▶ [TASK REQUIREMENTS]: In the text on media shortcuts and stereotypes, which radio show was the writer listening to while finishing up counting pee tests?

▶ [TEXT EXCERPT]:
Take House as an example. It exists to entertain its viewers, not to educate on the travails of recovering from RX drug addiction. That the storyline presents many of the issues an addict faces is a byproduct; the show is not a useful PR tool for those who work in the field of addiction any more than it would be a way to prep med students to be doctors. But it reaches millions more viewers than, say a documentary on addiction. But it's just a tv show, you say. Well, the news functions in a similar way.

This morning as I finished up counting pee tests, I was listening to Counterspin on my local community radio station. It's one of my favorite shows because it asks (and answers) the question: Why is this lame issue taking up time on the news (Tiger Woods' affair) instead of another issue (like those wars the U.S. has going on around the world). One of the issues addressed in today's show was the height of Dennis Kucinich, as if his less-than-the-ideal-male-American stature of 5'7, epitomizes his power as a shrimp of a political figure. When it comes to standing for human rights, Kucinich certainly stands taller than most of the jerks in D.C., but you'd be hard pressed to find anything in the mainstream media that doesn't present him as a hippie loon.

Didn't we learn the danger of stereotypes in junior high? Yet the media relies on them and other short cuts to bring the public "information." Happily, I am not spending my time working for corporate media. I'd rather type away from my home computer, passing along these bits of truth to those lucky enough to be among the handful of my dear readers.

▶ [INFORMATION SHOWN]:
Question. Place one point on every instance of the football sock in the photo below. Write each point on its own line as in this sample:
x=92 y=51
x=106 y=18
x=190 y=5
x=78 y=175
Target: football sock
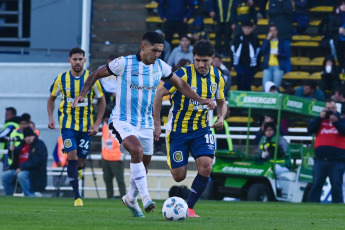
x=72 y=173
x=198 y=187
x=138 y=172
x=133 y=190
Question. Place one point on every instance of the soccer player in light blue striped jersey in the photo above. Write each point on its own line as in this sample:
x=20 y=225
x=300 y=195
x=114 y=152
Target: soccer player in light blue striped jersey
x=131 y=121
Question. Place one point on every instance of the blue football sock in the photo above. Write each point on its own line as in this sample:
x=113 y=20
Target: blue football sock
x=72 y=173
x=198 y=187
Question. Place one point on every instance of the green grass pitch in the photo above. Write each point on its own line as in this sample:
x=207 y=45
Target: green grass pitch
x=59 y=213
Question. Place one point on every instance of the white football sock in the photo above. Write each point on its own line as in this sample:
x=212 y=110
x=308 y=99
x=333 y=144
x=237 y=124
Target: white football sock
x=133 y=190
x=138 y=172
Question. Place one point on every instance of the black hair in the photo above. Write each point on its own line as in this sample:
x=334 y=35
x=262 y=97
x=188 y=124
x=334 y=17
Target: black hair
x=310 y=83
x=153 y=38
x=204 y=48
x=76 y=50
x=25 y=117
x=341 y=91
x=270 y=124
x=12 y=110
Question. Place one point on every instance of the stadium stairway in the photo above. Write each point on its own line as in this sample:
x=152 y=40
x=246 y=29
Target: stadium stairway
x=117 y=27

▶ [OUTPUT OF THE TASK]: Counterspin, on a local community radio station.